**YOUR OBJECTIVE:** Return the entries below in their exact form, leaving the pictures out.

**PROVIDED DATA:**
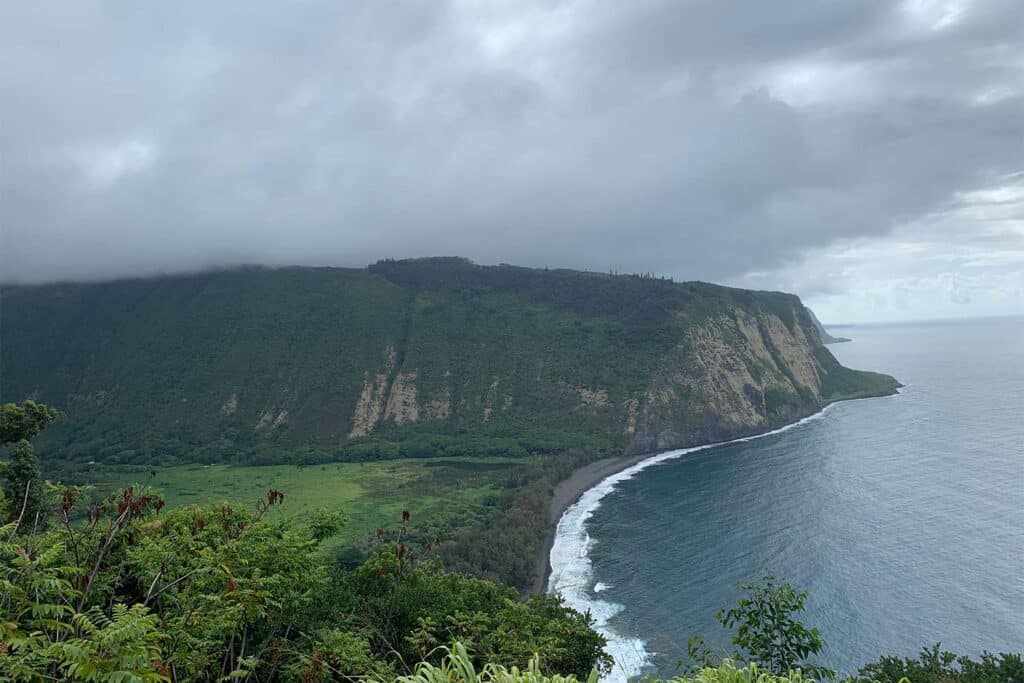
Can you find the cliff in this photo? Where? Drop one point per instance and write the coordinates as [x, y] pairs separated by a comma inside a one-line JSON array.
[[416, 357]]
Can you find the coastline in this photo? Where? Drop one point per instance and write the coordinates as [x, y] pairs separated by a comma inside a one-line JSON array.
[[570, 489], [567, 563], [566, 493]]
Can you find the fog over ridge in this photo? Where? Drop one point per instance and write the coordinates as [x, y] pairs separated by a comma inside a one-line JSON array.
[[868, 157]]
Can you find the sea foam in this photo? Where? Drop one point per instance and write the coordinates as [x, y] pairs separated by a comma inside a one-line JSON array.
[[572, 571]]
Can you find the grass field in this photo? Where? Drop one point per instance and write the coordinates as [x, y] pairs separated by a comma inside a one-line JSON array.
[[441, 495]]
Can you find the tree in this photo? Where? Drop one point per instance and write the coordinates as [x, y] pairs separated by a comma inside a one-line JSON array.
[[767, 630], [26, 421], [24, 486], [23, 478]]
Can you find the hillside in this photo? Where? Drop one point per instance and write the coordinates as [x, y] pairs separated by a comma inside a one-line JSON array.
[[416, 357]]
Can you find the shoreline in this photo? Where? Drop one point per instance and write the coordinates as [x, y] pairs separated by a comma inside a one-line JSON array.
[[570, 489], [566, 493]]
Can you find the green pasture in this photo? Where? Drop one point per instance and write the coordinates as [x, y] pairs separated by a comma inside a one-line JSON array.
[[441, 495]]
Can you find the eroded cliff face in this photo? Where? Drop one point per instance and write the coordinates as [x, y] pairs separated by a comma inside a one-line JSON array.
[[256, 365], [732, 375]]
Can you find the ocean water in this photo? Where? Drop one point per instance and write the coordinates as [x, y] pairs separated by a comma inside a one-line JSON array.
[[902, 516]]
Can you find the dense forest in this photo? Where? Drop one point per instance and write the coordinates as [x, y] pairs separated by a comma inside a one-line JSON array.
[[126, 590], [409, 358]]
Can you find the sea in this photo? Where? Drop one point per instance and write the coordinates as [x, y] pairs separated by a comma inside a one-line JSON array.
[[901, 516]]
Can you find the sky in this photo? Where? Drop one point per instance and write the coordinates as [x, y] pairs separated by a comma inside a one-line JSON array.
[[866, 156]]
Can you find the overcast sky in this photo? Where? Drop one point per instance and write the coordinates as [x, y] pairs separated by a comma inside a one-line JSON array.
[[866, 156]]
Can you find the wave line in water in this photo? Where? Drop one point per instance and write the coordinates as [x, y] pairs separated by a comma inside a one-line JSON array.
[[572, 571]]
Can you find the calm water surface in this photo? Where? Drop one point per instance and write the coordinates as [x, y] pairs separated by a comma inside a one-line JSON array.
[[903, 516]]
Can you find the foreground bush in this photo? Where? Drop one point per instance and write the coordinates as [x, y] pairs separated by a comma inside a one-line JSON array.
[[457, 667]]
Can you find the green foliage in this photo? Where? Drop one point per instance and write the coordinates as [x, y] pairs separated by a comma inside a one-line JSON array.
[[767, 630], [23, 486], [24, 422], [935, 666], [408, 608], [269, 367], [137, 592], [457, 667]]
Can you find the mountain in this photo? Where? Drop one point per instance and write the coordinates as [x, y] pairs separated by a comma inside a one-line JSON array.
[[414, 357], [822, 333]]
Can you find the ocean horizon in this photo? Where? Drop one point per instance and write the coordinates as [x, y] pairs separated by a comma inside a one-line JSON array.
[[902, 515]]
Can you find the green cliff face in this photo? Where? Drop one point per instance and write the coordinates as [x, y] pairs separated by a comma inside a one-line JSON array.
[[410, 358]]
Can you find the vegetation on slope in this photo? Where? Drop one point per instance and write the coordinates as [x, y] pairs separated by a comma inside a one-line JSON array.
[[137, 592], [408, 358]]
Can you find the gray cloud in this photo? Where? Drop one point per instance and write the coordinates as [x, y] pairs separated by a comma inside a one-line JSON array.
[[700, 139]]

**WRITTEN ANSWER:**
Can you find the cliff in this photo? Where? Drop one point per instance and write the coordinates as [x, y] pairs separated by a comma inside a one-line JSON array.
[[416, 357]]
Can you find the coastline in this photo? Where? Drop one point per instance and write the coordinates as [x, y] pairs separated by a comma inside a one-line JSON array.
[[570, 489], [567, 563], [566, 493]]
Can you find the fog over ridge in this photo? Where? Drop one point per instance and write the coordinates as [x, y] pairs separated by a comma inside a one-line JSON array.
[[868, 157]]
Can you find the sea foam in this photo? Where? Drop one point per instance and write the coordinates as [x, y] pairs separated by a comma inside a one-line JSON array.
[[572, 571]]
Can you find the grass field in this photo? Where? Drop one point per instance and write the coordinates as [x, y] pairs separated by a comma inside a one-line JSON array.
[[441, 495]]
Can you find the tree in this photo? Where? Drop one point per instance and write the coordinates as [x, y] pairs separated by a comma inside a one-line JSON array.
[[767, 630], [26, 421], [24, 486], [23, 478]]
Can you find the hillside in this photo? Where? Drop one point per instance and write the coordinates as [x, y] pairs separated by a comma inside a one-line JSON array.
[[416, 357]]
Can you find the shoreline in this photo? Where? Drop one point per instance and write the coordinates as [x, y] pairs separated by a comma inside a one-line JSON array.
[[570, 489], [566, 493]]
Can you find the green pasture in this photo? Where? Drop one point per instance and write the coordinates as [x, y] pairs separated by a comma inside a one-line JSON array.
[[441, 495]]
Can you find the eroded cliff face in this photo? Where? Drop one point per instance and write the coordinates as [x, y] pairs separated by a comma inside a one-line JSON array.
[[256, 365], [732, 375]]
Can you find the ocean water in this photo? Where? Drop one point per instance and write the coordinates as [x, y] pairs separated by a comma inside a one-line JSON array.
[[902, 516]]
Can you find the dense forest in this photo? Where? Drop one point per instance and write the coordinates as [x, y] pairs separated by a comma inside a one-line JSON array.
[[126, 590], [409, 358]]
Can you find the sea in this photo? Where? Drop one point per instance and write the coordinates as [x, y] pairs separated by a comma inside a one-line JSON array.
[[901, 516]]
Can you find the sky in this photo? Where? Drop one point per instance and write the coordinates as [x, y] pairs separated by a comma inside a one-line JSON array.
[[866, 156]]
Can you find the overcast sky in this photo? Where? Drop one point per instance and write the coordinates as [x, y] pairs separated by a comma inside a one-line JSON array.
[[866, 156]]
Can you find the wave line in water in this photo? Where? Drop one point per instance and write the coordinates as [x, y] pairs separated by a comma inside a one-line JSON array.
[[572, 571]]
Can you find the calm water surface in this photo? Where? Drop one point per instance and write the coordinates as [x, y] pairs separated by a comma inside a one-line JSON array.
[[903, 516]]
Can you find the foreground bush in this photo? Where? Drop one point per instance and write the coordinates as [x, y] pairs separated by a comma inside a one-line JSON array.
[[457, 667]]
Can you find the green foliage in this photo? Where? Drop one point per instance and write the coordinates as [x, y] pairs separated by a comma inside a one-line JSON array.
[[767, 630], [23, 486], [24, 422], [935, 666], [408, 608], [269, 367], [137, 592], [457, 667]]
Can you find the mountain in this photo? Where? Drop one point per instance and write the coordinates as [x, y] pairs separated by a comma inside a one-line JSON array.
[[414, 357], [822, 333]]
Can you find the ocean horizon in this photo? Where? Drop one point per instance and write the coordinates as [x, y] pairs separated by a comma inside a one-line JSON array.
[[902, 515]]
Can you find the green cliff face in this photo? Where? Drop one point per instance and write the coordinates as [x, y] pairs separated by a comma inside a one-line JSON array.
[[410, 358]]
Can you find the vegetation on slope in this photo? Where? Drop one point per instance and write the coordinates as [x, y] pairs separated by a comma inside a one-line JSON array.
[[137, 592], [408, 358]]
Can you find the gray cloud in this photo? Where? Drop one point per instance and write the coordinates as [x, y] pairs separated by a comma inside a one-line JSON array.
[[700, 139]]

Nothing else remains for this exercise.